BEGIN SOURCE

Maxwell Relations: Definition, Derivation, Examples, And Derivative Forms

The Maxwell relations are derived from Euler’s reciprocity relation. The relations are expressed in partial differential form. The Maxwell relations consists of the characteristic functions: internal energy U, enthalpy H, Helmholtz free energy F, and Gibbs free energy G and thermodynamic parameters: entropy S, pressure P, volume V, and temperature T. Following is the table of Maxwell relations for secondary derivatives:

\begin{array}{l} + (\frac{\partial T}{\partial V})_{S} = - (\frac{\partial P}{\partial S})_{V} = \frac{\partial^{2} U}{\partial S \partial V} \end{array}

\begin{array}{l} + (\frac{\partial T}{\partial P})_{S} = + (\frac{\partial V}{\partial S})_{P} = \frac{\partial^{2} H}{\partial S \partial P} \end{array}

\begin{array}{l} + (\frac{\partial S}{\partial V})_{T} = + (\frac{\partial P}{\partial T})_{V} = \frac{\partial^{2} F}{\partial T \partial V} \end{array}

\begin{array}{l} - (\frac{\partial S}{\partial P})_{T} = + (\frac{\partial V}{\partial T})_{V} = \frac{\partial^{2} G}{\partial T \partial P} \end{array}

What are Maxwell’s relations?

These are the set of thermodynamics equations derived from a symmetry of secondary derivatives and from thermodynamic potentials. These relations are named after James Clerk Maxwell, who was a 19th-century physicist.

END SOURCE
BEGIN DATASET CONTENT

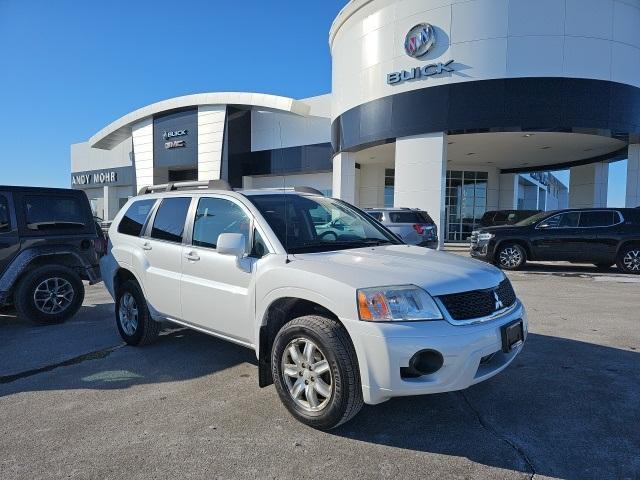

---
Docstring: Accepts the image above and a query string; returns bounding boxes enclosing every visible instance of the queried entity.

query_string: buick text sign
[153,108,198,169]
[387,60,454,85]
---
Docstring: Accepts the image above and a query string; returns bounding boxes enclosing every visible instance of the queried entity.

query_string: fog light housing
[400,349,444,378]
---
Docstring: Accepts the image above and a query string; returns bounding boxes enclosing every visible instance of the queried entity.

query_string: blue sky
[0,0,626,205]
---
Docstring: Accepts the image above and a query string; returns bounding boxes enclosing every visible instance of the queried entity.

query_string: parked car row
[471,208,640,274]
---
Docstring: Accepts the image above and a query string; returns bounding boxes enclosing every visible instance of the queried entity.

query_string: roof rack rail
[138,180,233,195]
[293,186,324,197]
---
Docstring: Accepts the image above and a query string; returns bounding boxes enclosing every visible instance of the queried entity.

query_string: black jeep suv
[471,208,640,274]
[0,185,101,323]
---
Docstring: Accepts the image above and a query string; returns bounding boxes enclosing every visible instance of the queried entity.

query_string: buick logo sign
[404,23,436,58]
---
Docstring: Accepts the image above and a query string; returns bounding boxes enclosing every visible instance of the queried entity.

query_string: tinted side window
[389,212,424,223]
[118,199,156,237]
[580,210,618,227]
[0,195,11,232]
[251,228,269,258]
[193,198,251,248]
[558,212,580,228]
[151,197,191,243]
[24,195,86,231]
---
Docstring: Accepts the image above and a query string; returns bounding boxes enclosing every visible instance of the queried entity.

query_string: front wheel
[616,245,640,275]
[496,243,527,270]
[14,265,84,324]
[271,315,364,430]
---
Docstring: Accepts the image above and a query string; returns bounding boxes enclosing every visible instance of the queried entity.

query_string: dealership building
[71,0,640,241]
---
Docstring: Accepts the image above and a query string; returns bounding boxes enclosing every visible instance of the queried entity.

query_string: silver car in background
[365,208,438,248]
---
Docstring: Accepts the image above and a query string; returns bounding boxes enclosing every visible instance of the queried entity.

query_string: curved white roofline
[329,0,373,49]
[89,92,310,150]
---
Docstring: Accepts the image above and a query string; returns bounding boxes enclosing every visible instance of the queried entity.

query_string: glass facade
[445,170,488,242]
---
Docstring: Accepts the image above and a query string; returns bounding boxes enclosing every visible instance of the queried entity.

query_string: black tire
[115,280,161,346]
[495,243,527,270]
[616,245,640,275]
[271,315,364,430]
[594,262,614,270]
[14,265,84,324]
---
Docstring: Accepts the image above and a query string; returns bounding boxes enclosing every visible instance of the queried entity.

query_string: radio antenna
[278,120,291,263]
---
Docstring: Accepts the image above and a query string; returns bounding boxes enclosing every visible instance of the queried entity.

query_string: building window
[384,168,396,208]
[445,170,488,242]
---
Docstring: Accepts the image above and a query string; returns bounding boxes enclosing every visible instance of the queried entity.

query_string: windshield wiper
[27,220,84,230]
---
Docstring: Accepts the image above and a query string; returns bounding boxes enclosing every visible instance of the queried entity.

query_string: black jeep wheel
[495,243,527,270]
[616,245,640,275]
[14,265,84,324]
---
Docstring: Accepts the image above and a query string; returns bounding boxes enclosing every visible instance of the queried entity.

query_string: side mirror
[216,233,246,258]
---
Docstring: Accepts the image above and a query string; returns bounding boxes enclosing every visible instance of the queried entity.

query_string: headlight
[478,233,495,242]
[357,285,442,322]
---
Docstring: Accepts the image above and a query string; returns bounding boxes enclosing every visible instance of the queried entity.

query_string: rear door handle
[184,252,200,262]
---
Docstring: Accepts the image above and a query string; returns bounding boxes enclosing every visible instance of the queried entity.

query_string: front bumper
[469,242,494,262]
[343,301,528,404]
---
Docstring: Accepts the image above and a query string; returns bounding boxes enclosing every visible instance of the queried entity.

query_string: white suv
[101,181,527,429]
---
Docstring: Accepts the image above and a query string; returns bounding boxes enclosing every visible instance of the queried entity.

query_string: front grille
[438,278,516,320]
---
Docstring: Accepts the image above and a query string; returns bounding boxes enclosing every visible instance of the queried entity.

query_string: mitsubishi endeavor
[100,180,527,429]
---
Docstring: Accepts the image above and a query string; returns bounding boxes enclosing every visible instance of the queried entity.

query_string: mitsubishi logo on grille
[493,290,504,310]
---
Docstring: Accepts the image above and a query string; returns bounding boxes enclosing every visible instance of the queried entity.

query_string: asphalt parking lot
[0,265,640,480]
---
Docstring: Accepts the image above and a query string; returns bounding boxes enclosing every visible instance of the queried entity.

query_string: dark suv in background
[480,210,540,227]
[365,208,438,248]
[471,208,640,274]
[0,185,103,323]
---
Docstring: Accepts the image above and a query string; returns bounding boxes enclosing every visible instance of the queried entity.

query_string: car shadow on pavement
[331,334,640,478]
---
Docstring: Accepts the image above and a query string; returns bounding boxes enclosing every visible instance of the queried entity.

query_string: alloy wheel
[500,247,522,268]
[622,249,640,272]
[33,277,75,315]
[281,338,333,412]
[118,292,138,336]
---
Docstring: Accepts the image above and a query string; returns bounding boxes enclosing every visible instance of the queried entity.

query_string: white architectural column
[333,152,356,203]
[131,117,156,191]
[569,162,609,208]
[625,143,640,208]
[358,163,385,208]
[393,132,447,248]
[198,105,227,180]
[498,173,519,210]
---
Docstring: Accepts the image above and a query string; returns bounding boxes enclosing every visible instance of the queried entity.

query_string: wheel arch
[257,296,353,387]
[491,238,535,262]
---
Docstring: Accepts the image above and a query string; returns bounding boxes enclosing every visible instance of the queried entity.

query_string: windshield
[515,212,553,227]
[247,194,402,253]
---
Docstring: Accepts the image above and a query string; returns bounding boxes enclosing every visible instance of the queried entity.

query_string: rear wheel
[495,243,527,270]
[271,315,364,430]
[594,262,613,270]
[14,265,84,324]
[616,245,640,275]
[116,280,160,345]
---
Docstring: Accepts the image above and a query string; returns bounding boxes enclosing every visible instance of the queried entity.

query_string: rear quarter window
[118,199,156,237]
[23,195,87,232]
[389,211,433,223]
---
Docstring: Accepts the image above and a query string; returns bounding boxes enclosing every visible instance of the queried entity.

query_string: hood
[294,245,504,296]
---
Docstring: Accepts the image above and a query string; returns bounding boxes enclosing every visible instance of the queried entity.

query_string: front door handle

END DATASET CONTENT

STATED PROBLEM 1:
Answer these questions using the page on Maxwell relations:
(a) From what relation are the Maxwell relations derived?
(b) Which four characteristic functions do the Maxwell relations consist of?
(c) Whom are the relations named after, and in which century did he work?
STATED PROBLEM 2: Transcribe everything in the page on Maxwell relations from "What are Maxwell’s" down to "a 19th-century physicist.".

WRITTEN REPLY 1:
(a) Euler's reciprocity relation.
(b) Internal energy U, enthalpy H, Helmholtz free energy F, and Gibbs free energy G.
(c) James Clerk Maxwell, a 19th-century physicist.

WRITTEN REPLY 2:
What are Maxwell’s relations?

These are the set of thermodynamics equations derived from a symmetry of secondary derivatives and from thermodynamic potentials. These relations are named after James Clerk Maxwell, who was a 19th-century physicist.